* **Gegeven opdracht**: Schrijf uit het paginafragment over liefde en barmhartigheid het stuk van "Steeds weer wordt" tot "niet ontvlucht is." woord voor woord over.
== Paginafragment ==
Steeds weer wordt u gewezen op Mijn oneindige Liefde en Barmhartigheid en daarom moet iedere zondaar zonder vrees tot MIJ komen en MIJ om vergeving van de schuld van zijn zonden vragen. IK ben als mens over de aarde gegaan, IK heb als mens alle zwakheden van Mijn medemensen meegemaakt. IK heb er begrip voor gehad, omdat IK Zelf mens was. IK kijk met overgrote Liefde neer op alle mensen die schuldig zijn en Mijn Barmhartigheid wil hen helpen. Maar ze moeten zelf tot MIJ komen en zich aan MIJ toevertrouwen en daarom moeten ze op de hoogte zijn van Mijn Liefde, opdat ze vertrouwen hebben in MIJ, DIE hen niet verdoem, maar integendeel hen helpen wil vrij te worden van hun zonden. Want de zondaar is nog in de macht van Mijn tegenstander, hij is nog zijn prooi en hij zal daarom in zonde blijven zolang hij Mijn tegenstander nog niet ontvlucht is.
===
== Gegevensrijen ==
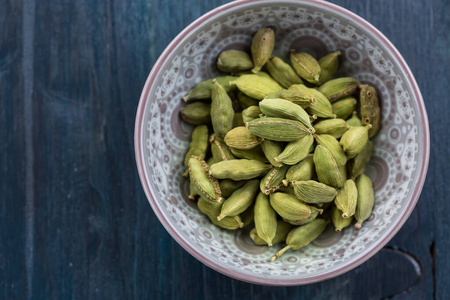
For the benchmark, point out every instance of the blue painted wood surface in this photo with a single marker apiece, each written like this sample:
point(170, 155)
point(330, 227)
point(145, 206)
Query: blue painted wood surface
===
* **Oplossing**:
Steeds weer wordt u gewezen op Mijn oneindige Liefde en Barmhartigheid en daarom moet iedere zondaar zonder vrees tot MIJ komen en MIJ om vergeving van de schuld van zijn zonden vragen. IK ben als mens over de aarde gegaan, IK heb als mens alle zwakheden van Mijn medemensen meegemaakt. IK heb er begrip voor gehad, omdat IK Zelf mens was. IK kijk met overgrote Liefde neer op alle mensen die schuldig zijn en Mijn Barmhartigheid wil hen helpen. Maar ze moeten zelf tot MIJ komen en zich aan MIJ toevertrouwen en daarom moeten ze op de hoogte zijn van Mijn Liefde, opdat ze vertrouwen hebben in MIJ, DIE hen niet verdoem, maar integendeel hen helpen wil vrij te worden van hun zonden. Want de zondaar is nog in de macht van Mijn tegenstander, hij is nog zijn prooi en hij zal daarom in zonde blijven zolang hij Mijn tegenstander nog niet ontvlucht is.